⟨
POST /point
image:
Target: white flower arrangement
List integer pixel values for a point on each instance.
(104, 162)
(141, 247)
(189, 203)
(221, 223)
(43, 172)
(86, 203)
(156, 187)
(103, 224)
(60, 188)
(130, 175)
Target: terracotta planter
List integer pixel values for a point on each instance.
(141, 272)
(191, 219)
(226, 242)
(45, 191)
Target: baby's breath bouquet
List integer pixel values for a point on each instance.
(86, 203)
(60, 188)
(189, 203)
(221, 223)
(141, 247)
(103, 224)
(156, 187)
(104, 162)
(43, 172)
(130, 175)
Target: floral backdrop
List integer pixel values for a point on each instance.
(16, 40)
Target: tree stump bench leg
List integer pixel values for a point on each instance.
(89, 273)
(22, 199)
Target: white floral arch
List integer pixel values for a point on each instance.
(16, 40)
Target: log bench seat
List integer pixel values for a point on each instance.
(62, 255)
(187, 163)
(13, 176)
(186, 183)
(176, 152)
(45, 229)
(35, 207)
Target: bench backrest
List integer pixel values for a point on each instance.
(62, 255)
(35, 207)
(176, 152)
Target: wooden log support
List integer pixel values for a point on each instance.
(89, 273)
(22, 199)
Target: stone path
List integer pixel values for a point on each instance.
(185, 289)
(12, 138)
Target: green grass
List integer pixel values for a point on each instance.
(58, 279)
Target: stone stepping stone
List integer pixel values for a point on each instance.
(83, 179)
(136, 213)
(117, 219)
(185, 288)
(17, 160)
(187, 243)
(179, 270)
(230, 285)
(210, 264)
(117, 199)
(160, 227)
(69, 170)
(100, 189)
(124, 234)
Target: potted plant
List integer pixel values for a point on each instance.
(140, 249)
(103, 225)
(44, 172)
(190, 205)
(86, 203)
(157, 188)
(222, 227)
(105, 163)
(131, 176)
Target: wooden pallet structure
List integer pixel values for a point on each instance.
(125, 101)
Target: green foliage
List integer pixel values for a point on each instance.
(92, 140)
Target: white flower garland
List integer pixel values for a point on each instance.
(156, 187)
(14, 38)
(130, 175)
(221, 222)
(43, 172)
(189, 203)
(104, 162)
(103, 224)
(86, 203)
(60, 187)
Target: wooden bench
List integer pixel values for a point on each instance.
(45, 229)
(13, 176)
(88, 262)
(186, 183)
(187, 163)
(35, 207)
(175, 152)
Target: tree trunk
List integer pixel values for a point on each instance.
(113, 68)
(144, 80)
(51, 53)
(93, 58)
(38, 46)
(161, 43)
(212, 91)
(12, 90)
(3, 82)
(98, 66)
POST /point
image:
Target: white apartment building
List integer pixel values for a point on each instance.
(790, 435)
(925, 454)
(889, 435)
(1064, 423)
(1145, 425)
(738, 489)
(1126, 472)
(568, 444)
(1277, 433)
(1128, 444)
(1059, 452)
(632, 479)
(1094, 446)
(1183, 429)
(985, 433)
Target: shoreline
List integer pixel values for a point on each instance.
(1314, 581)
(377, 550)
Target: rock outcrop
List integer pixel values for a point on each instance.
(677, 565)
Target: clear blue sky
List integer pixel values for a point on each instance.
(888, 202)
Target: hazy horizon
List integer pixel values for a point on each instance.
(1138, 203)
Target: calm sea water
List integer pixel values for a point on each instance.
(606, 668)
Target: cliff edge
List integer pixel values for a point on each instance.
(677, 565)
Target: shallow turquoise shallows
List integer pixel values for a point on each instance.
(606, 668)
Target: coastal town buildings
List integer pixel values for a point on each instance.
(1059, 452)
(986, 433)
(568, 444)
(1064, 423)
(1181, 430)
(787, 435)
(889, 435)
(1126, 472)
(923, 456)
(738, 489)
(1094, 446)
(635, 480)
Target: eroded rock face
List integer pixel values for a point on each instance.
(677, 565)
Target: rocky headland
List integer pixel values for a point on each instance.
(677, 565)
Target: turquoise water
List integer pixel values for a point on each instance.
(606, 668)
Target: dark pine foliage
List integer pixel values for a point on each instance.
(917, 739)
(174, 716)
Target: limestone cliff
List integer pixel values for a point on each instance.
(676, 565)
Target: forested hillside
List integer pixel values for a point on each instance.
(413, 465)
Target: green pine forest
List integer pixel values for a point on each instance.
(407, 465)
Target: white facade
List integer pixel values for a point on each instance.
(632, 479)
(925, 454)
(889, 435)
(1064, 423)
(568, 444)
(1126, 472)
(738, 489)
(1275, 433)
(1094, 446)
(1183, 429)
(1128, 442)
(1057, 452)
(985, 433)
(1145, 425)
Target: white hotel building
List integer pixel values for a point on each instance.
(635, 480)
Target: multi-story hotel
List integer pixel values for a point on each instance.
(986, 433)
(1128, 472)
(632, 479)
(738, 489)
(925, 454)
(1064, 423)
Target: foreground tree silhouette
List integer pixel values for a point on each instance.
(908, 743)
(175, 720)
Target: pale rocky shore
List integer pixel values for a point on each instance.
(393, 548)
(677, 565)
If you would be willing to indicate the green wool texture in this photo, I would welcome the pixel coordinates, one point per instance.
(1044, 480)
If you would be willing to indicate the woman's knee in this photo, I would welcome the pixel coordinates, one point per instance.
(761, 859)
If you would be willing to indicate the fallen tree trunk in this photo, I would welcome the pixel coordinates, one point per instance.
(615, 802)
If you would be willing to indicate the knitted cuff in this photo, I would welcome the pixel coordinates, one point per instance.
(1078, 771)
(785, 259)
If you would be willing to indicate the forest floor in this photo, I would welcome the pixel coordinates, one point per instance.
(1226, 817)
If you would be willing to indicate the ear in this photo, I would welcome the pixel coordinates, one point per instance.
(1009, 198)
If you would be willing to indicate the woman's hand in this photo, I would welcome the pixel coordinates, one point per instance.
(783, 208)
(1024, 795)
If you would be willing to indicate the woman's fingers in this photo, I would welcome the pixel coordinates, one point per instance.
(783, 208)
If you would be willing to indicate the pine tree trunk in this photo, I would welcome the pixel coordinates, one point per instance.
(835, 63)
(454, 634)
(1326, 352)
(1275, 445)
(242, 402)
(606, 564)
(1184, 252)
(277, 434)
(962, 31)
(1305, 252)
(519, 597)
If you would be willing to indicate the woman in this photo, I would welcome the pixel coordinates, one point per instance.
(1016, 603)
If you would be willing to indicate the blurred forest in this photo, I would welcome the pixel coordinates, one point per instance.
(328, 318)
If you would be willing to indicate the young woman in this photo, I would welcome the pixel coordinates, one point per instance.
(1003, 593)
⟩
Exercise details – In this exercise, repeat all entries exactly.

Answer box –
POST /point
image:
Target: white flower arrangement
List integer pixel values for a point on each instance.
(104, 162)
(141, 247)
(189, 203)
(221, 223)
(43, 172)
(86, 203)
(156, 187)
(103, 224)
(60, 188)
(130, 175)
Target: terracotta planter
List integer pixel values for a point on each instance.
(141, 272)
(191, 219)
(226, 242)
(45, 191)
Target: baby's breath bouquet
List integer pixel values for a point on each instance.
(86, 203)
(60, 188)
(189, 203)
(221, 223)
(141, 247)
(103, 224)
(156, 187)
(104, 162)
(43, 172)
(130, 175)
Target: floral backdrop
List integer pixel values for a point on each instance.
(16, 40)
Target: tree stump bench leg
List integer pixel values for a point on each instance.
(89, 273)
(22, 199)
Target: white floral arch
List integer pixel values for a point on each instance.
(16, 40)
Target: log bench seat
List integer pixel values for a point on each instance.
(62, 255)
(187, 163)
(13, 176)
(186, 183)
(176, 152)
(45, 229)
(35, 207)
Target: bench backrest
List integer pixel values for a point on each instance.
(62, 255)
(35, 207)
(176, 152)
Target: wooden log support
List integer pixel values for a point on each instance.
(89, 273)
(22, 199)
Target: stone path
List integer pixel values for a point on each instance.
(185, 289)
(12, 138)
Target: green grass
List integer pixel values for a point on each instance.
(58, 279)
Target: stone stepping stone
List integer pixel values for a point on each instance.
(83, 179)
(136, 213)
(117, 219)
(185, 288)
(17, 160)
(187, 243)
(179, 270)
(230, 285)
(210, 264)
(117, 199)
(160, 227)
(69, 170)
(100, 189)
(124, 234)
Target: potted plant
List integer pixel values for a point on each instance.
(140, 249)
(103, 225)
(44, 172)
(190, 205)
(86, 203)
(157, 188)
(222, 227)
(105, 163)
(131, 176)
Target: wooden pallet structure
List integer pixel values for a point on each instance.
(125, 101)
Target: green foliage
List integer pixel values for a point on each instance.
(92, 140)
Target: white flower garland
List integer pixel values for a point on each instance.
(156, 187)
(14, 38)
(130, 175)
(221, 222)
(43, 172)
(189, 203)
(104, 162)
(103, 224)
(86, 203)
(60, 187)
Target: wooden bench
List integer pixel values for a point on each instance.
(45, 229)
(13, 176)
(88, 262)
(186, 183)
(187, 163)
(35, 207)
(175, 152)
Target: tree trunk
List integer pixel values for a point on each instance.
(113, 68)
(144, 80)
(51, 53)
(93, 58)
(38, 46)
(161, 43)
(212, 91)
(12, 90)
(3, 82)
(98, 66)
POST /point
image:
Target: white apartment building
List integer pixel values for a point on each instance.
(790, 435)
(925, 454)
(889, 435)
(1064, 423)
(1145, 425)
(738, 489)
(1126, 472)
(568, 444)
(1277, 433)
(1128, 444)
(1059, 452)
(632, 479)
(1094, 446)
(1183, 429)
(985, 433)
Target: shoreline
List integer pixel values for a point on each instance.
(1314, 581)
(377, 550)
Target: rock outcrop
List integer pixel values for a point on each instance.
(677, 565)
Target: clear blue sky
List integer pixel values for a point on each instance.
(888, 202)
Target: hazy horizon
List integer pixel values for a point on each instance.
(1138, 203)
Target: calm sea water
List integer pixel values for a point on each instance.
(606, 668)
Target: cliff edge
List integer pixel values for a point on each instance.
(677, 565)
Target: shallow turquoise shallows
List integer pixel values for a point on each instance.
(606, 668)
Target: coastal town buildings
List integer pixel values for a point on each instance.
(1059, 452)
(986, 433)
(568, 444)
(1064, 423)
(1181, 430)
(787, 435)
(889, 435)
(1126, 472)
(923, 456)
(738, 489)
(1094, 446)
(635, 480)
Target: eroded rock face
List integer pixel values for a point on each instance.
(677, 565)
Target: rocky headland
List integer pixel values for a point on each instance.
(677, 565)
Target: turquoise water
List integer pixel values for a point on each instance.
(606, 668)
Target: dark pine foliage
List integer pixel values for a point on each instance.
(917, 739)
(174, 716)
Target: limestone cliff
List integer pixel values for a point on each instance.
(676, 565)
Target: forested hillside
List integer pixel values for a point on each instance.
(413, 465)
Target: green pine forest
List integer pixel values for a point on each instance.
(407, 465)
Target: white facade
List integer pixel values for a point on each instance.
(632, 479)
(925, 454)
(889, 435)
(1064, 423)
(568, 444)
(1126, 472)
(738, 489)
(1275, 433)
(1094, 446)
(1183, 429)
(1128, 442)
(1057, 452)
(985, 433)
(1145, 425)
Target: white hotel building
List integer pixel values for a point on each instance.
(635, 480)
Target: multi-story hotel
List integer pixel values for a point on each instance.
(986, 433)
(1128, 472)
(632, 479)
(738, 489)
(925, 454)
(1064, 423)
Target: foreground tree silhouette
List integer pixel values for a point on each instance.
(908, 743)
(175, 720)
Target: pale rocky shore
List integer pixel values for a point on each instance.
(393, 548)
(677, 565)
If you would be willing to indicate the green wool texture in this photo, I would welcome the pixel coordinates, one point per instance.
(1044, 480)
If you would be willing to indicate the woman's knee in this photo, I would welcome the pixel coordinates, one point per instance.
(761, 859)
If you would be willing to indicate the fallen tree trunk in this photo, I would welcome the pixel coordinates, one point per instance.
(615, 802)
If you would be willing to indicate the knitted cuff in this photo, I would welcome the pixel coordinates, one point per instance.
(1078, 771)
(785, 259)
If you would be willing to indicate the forest floor in this photo, I would welcome the pixel coordinates, one point per instance.
(1226, 817)
If you would be willing to indicate the ear in this photo, I would welcome the pixel coordinates, one point per instance.
(1009, 198)
If you would be willing to indicate the woman's hand in this photo, I would welcome the pixel coordinates, one point per instance.
(783, 208)
(1024, 795)
If you would be willing to indicate the woman's fingers in this photo, I would welcome the pixel coordinates, one point per instance.
(783, 208)
If you would be willing to indicate the pine tree trunk in this photo, I would welcome the pixel coordinates, one point per instance.
(835, 63)
(454, 634)
(1326, 352)
(1275, 445)
(242, 402)
(606, 564)
(1184, 252)
(277, 434)
(962, 31)
(1305, 252)
(519, 597)
If you would be willing to indicate the woman in this photo, I would welcome the pixel coordinates, one point per instance.
(1016, 603)
If you would be willing to indicate the blurred forest in this photo, I would welcome the pixel coordinates, one point per instance.
(328, 318)
If you would be willing to indicate the young woman in this photo, I would welcome the pixel coordinates, one point per instance.
(1003, 593)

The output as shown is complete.